Input records
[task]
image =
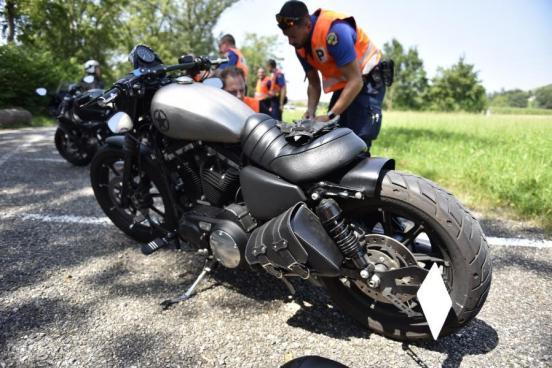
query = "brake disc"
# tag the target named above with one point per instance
(387, 254)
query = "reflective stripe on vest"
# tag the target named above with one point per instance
(368, 55)
(275, 88)
(241, 61)
(252, 102)
(261, 90)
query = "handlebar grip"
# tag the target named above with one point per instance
(109, 96)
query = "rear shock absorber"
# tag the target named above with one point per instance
(330, 214)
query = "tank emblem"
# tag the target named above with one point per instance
(161, 120)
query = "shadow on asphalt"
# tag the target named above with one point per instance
(477, 338)
(314, 305)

Your task
The pictures in the data should be omitted, and every remaining line set down exactly.

Solution to the problem
[task]
image =
query = "brake disc"
# tag the target named above with one point per instance
(387, 254)
query = "reflective stripe on vest"
# tag the target named above with one point per instance
(368, 55)
(275, 88)
(241, 61)
(252, 102)
(261, 90)
query = "handlebar grip"
# tag the target named above with one point per instance
(109, 96)
query = "rear shock absorber"
# tag the target named above with one point per instance
(330, 214)
query = "tank emblem"
# tag the target named above with one point per instance
(161, 120)
query = "shadow on asphalt"
# tag the target named above with one point per instance
(477, 338)
(314, 305)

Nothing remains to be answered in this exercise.